◆ SUPPLIED PASSAGE
————————
187. Repeated DNA Sequences #
Problem #
All DNA is composed of a series of nucleotides abbreviated as A, C, G, and T, for Example: “ACGAATTCCG”. When studying DNA, it is sometimes useful to identify repeated sequences within the DNA.
Write a function to find all the 10-letter-long sequences (substrings) that occur more than once in a DNA molecule.
Example:
Input: s = "AAAAACCCCCAAAAACCCCCCAAAAAGGGTTT"
Output: ["AAAAACCCCC", "CCCCCAAAAA"]
Problem Summary #
All DNA is composed of a series of nucleotides abbreviated as A, C, G, and T, for example: “ACGAATTCCG”. When studying DNA, identifying repeated sequences in DNA can sometimes be very helpful for research. Write a function to find all 10-letter-long sequences (substrings) that occur more than once in a DNA molecule.
Solution Ideas #
- This problem is easier to solve without bit manipulation: maintain a string of length 10, and output it if its occurrence count in the map is > 1.
- To solve this problem with bit manipulation, you need to dynamically maintain a hashkey of length 10. First calculate the hash of the initial length-9 prefix. During the subsequent scan, if the length exceeds 10, remove one character from the beginning of the hash and add one character at the end. The specific approach is to first encode ATCG as 00, 01, 10, 11. Then for a length of 10, the hashkey needs to be maintained within 20 bits. mask = 0xFFFFF is exactly 20 bits. After maintaining the hashkey, use it to deduplicate and count frequencies.
Code #
package leetcode
// Solution One
func findRepeatedDnaSequences(s string) []string {
if len(s) < 10 {
return nil
}
charMap, mp, result := map[uint8]uint32{'A': 0, 'C': 1, 'G': 2, 'T': 3}, make(map[uint32]int, 0), []string{}
var cur uint32
for i := 0; i < 9; i++ { // First 9 bits, ignore
cur = cur<<2 | charMap[s[i]]
}
for i := 9; i < len(s); i++ {
cur = ((cur << 2) & 0xFFFFF) | charMap[s[i]]
if mp[cur] == 0 {
mp[cur] = 1
} else if mp[cur] == 1 { // >2, repeated
mp[cur] = 2
result = append(result, s[i-9:i+1])
}
}
return result
}
// Solution Two
func findRepeatedDnaSequences1(s string) []string {
if len(s) < 10 {
return []string{}
}
ans, cache := make([]string, 0), make(map[string]int)
for i := 0; i <= len(s)-10; i++ {
curr := string(s[i : i+10])
if cache[curr] == 1 {
ans = append(ans, curr)
}
cache[curr]++
}
return ans
}
————————
◆ GIVEN DATA
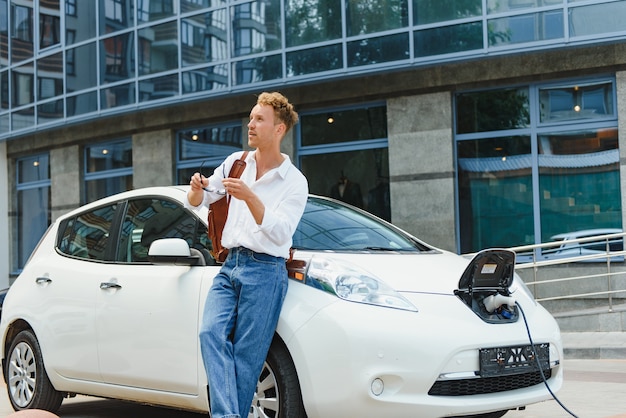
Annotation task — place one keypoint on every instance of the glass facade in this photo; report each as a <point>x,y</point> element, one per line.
<point>116,54</point>
<point>546,163</point>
————————
◆ ASSIGNMENT A
Answer each question from the Repeated DNA Sequences page, one line per answer, marked (i), (ii), (iii) to match.
(i) How long are the sequences the function must find?
(ii) What mask value does the bit manipulation approach use, and how many bits does it cover?
(iii) What output does the example give?
◆ ASSIGNMENT B
List every section heading that follows the title on the Repeated DNA Sequences page.
◆ ASSIGNMENT C
Rewrite as a bulleted list the Repeated DNA Sequences page paragraph that begins "To solve this problem with bit manipulation", keeping its main facts.

◆ RESULT A
(i) 10 letters long.
(ii) 0xFFFFF, which is 20 bits.
(iii) ["AAAAACCCCC", "CCCCCAAAAA"]

◆ RESULT B
Problem
Problem Summary
Solution Ideas
Code

◆ RESULT C
- Dynamically maintain a hashkey of length 10.
- First calculate the hash of the initial length-9 prefix.
- While scanning, once the length exceeds 10, remove one character from the beginning of the hash and add one at the end.
- Encode ATCG as 00, 01, 10, 11.
- For a length of 10, keep the hashkey within 20 bits; mask = 0xFFFFF is exactly 20 bits.
- Use the maintained hashkey to deduplicate and count frequencies.